Segment Start: Input records

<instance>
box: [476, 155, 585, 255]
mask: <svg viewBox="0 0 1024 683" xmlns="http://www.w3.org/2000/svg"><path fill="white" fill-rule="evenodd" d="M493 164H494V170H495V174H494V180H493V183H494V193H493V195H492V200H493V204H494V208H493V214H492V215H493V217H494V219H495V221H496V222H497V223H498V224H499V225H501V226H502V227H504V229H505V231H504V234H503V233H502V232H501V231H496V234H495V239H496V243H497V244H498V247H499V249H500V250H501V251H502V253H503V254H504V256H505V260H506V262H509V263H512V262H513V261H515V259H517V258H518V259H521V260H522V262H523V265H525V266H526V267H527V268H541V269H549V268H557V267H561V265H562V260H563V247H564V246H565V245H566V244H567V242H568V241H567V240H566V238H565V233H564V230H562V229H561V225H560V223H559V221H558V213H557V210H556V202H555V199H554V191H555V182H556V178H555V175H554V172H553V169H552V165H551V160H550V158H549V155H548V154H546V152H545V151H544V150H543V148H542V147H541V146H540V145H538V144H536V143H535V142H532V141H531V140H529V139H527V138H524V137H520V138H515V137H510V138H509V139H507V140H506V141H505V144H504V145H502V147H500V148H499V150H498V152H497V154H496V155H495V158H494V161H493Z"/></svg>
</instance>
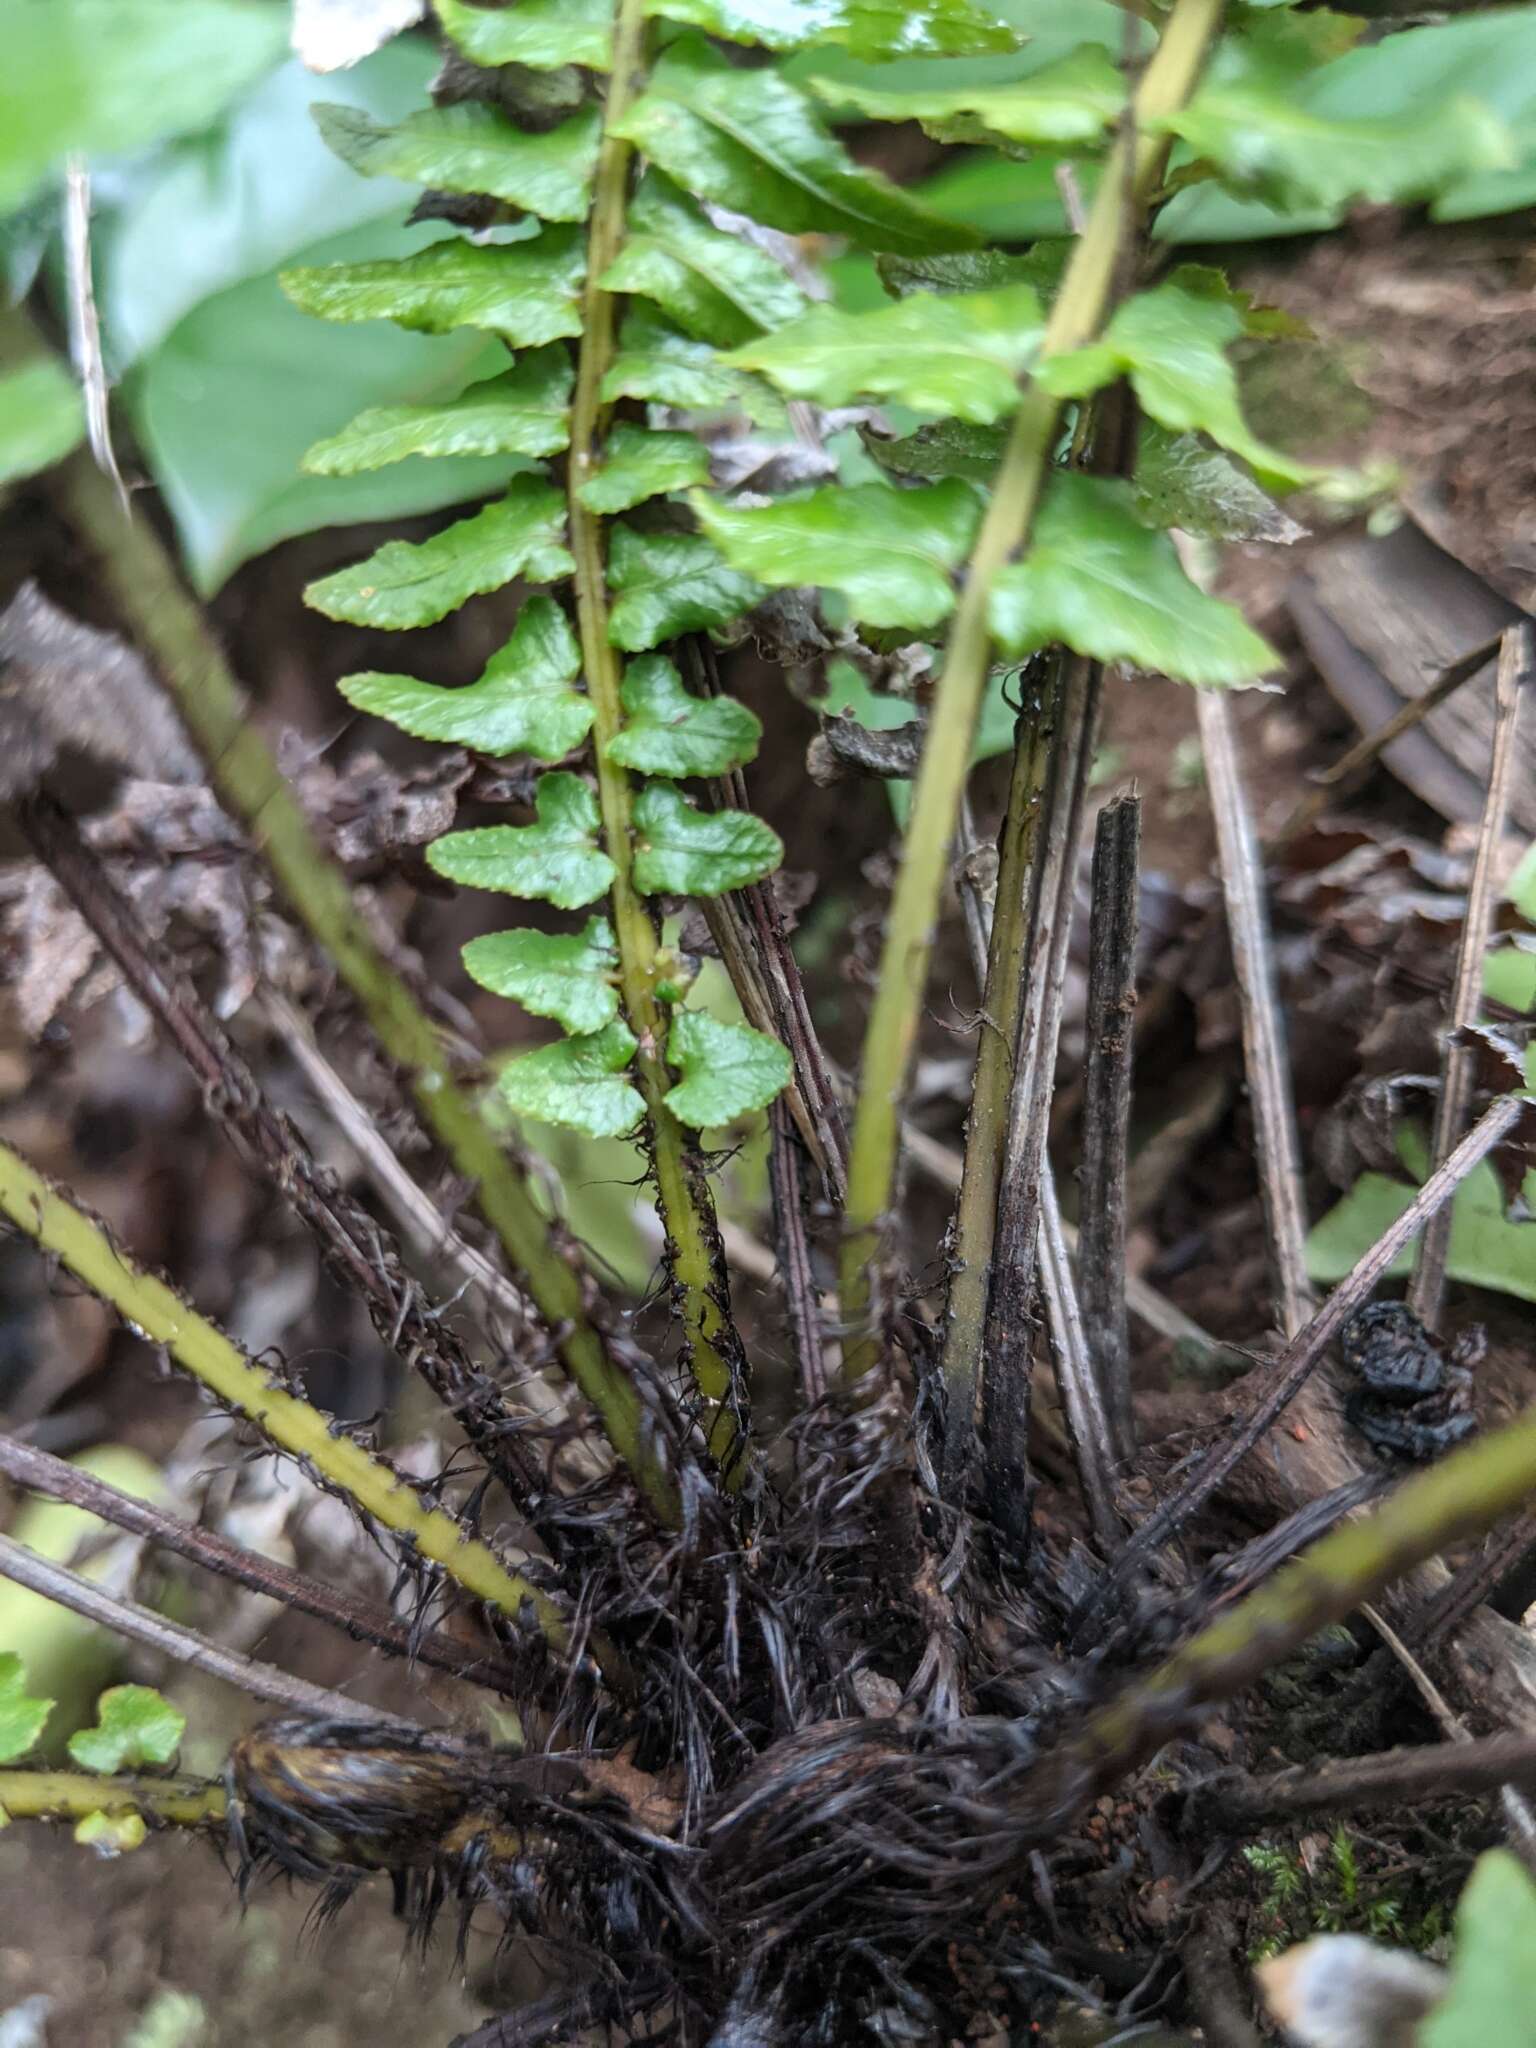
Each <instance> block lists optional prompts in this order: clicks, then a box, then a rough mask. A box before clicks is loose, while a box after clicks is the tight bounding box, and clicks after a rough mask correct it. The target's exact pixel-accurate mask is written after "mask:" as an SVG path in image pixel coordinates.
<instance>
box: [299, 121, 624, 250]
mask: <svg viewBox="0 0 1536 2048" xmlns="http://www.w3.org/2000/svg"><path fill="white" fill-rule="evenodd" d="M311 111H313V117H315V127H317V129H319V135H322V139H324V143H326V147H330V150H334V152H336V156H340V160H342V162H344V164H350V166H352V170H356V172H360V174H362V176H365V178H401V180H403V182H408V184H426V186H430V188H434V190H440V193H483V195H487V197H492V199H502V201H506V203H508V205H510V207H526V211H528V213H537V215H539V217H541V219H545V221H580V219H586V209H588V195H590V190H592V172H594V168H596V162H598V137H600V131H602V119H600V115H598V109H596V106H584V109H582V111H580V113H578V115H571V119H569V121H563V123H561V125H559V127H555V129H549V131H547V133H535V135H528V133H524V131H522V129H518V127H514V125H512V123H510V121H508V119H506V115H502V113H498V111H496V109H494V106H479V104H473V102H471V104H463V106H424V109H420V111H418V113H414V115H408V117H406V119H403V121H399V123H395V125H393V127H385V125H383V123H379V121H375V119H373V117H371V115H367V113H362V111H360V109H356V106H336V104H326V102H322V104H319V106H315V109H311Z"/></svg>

Segment End: Input records

(Your objective): Copy the material above word for word, leaving out the pictures.

(Your response):
<instance>
box: [476, 155, 585, 255]
mask: <svg viewBox="0 0 1024 683" xmlns="http://www.w3.org/2000/svg"><path fill="white" fill-rule="evenodd" d="M493 164H494V170H495V174H494V180H493V183H494V193H493V195H492V200H493V204H494V208H493V214H492V215H493V217H494V219H495V221H496V222H497V223H498V224H499V225H501V226H502V227H504V229H505V231H504V234H503V233H502V232H501V231H496V234H495V239H496V243H497V244H498V247H499V249H500V250H501V251H502V253H503V254H504V256H505V260H506V262H509V263H512V262H513V261H515V259H517V258H518V259H521V260H522V262H523V265H525V266H526V267H527V268H541V269H549V268H557V267H561V265H562V260H563V247H564V246H565V245H566V244H567V242H568V241H567V240H566V238H565V233H564V230H562V229H561V225H560V223H559V221H558V213H557V210H556V202H555V199H554V191H555V182H556V178H555V175H554V172H553V169H552V165H551V160H550V158H549V155H548V154H546V152H545V151H544V150H543V148H542V147H541V146H540V145H538V144H536V143H535V142H532V141H531V140H529V139H527V138H524V137H520V138H515V137H510V138H509V139H507V140H506V141H505V144H504V145H502V147H500V148H499V150H498V152H497V154H496V155H495V158H494V161H493Z"/></svg>
</instance>
Each <instance> block lists optional prompts in this order: clicks, then a box, then a rough mask. A box before clicks is loose, while a box after clicks is the tight bounding box, and clicks after a rough mask correct it. The target's exact pixel-accurate mask is written after "mask:" as an SVG path in image pixel coordinates.
<instance>
box: [299, 121, 624, 250]
mask: <svg viewBox="0 0 1536 2048" xmlns="http://www.w3.org/2000/svg"><path fill="white" fill-rule="evenodd" d="M311 111H313V117H315V127H317V129H319V135H322V139H324V143H326V147H330V150H334V152H336V156H340V160H342V162H344V164H350V166H352V170H356V172H360V174H362V176H365V178H401V180H403V182H408V184H426V186H430V188H434V190H440V193H483V195H487V197H492V199H502V201H506V203H508V205H510V207H526V211H528V213H537V215H539V217H541V219H545V221H580V219H586V209H588V195H590V190H592V172H594V168H596V162H598V137H600V131H602V119H600V115H598V109H596V106H584V109H582V111H580V113H578V115H571V119H569V121H563V123H561V125H559V127H555V129H549V131H547V133H535V135H528V133H524V131H522V129H518V127H514V125H512V123H510V121H508V119H506V115H502V113H498V111H496V109H494V106H479V104H473V102H471V104H463V106H424V109H420V111H418V113H414V115H408V117H406V119H403V121H399V123H395V125H393V127H385V125H383V123H379V121H375V119H373V117H371V115H367V113H362V111H360V109H356V106H336V104H326V102H322V104H319V106H315V109H311Z"/></svg>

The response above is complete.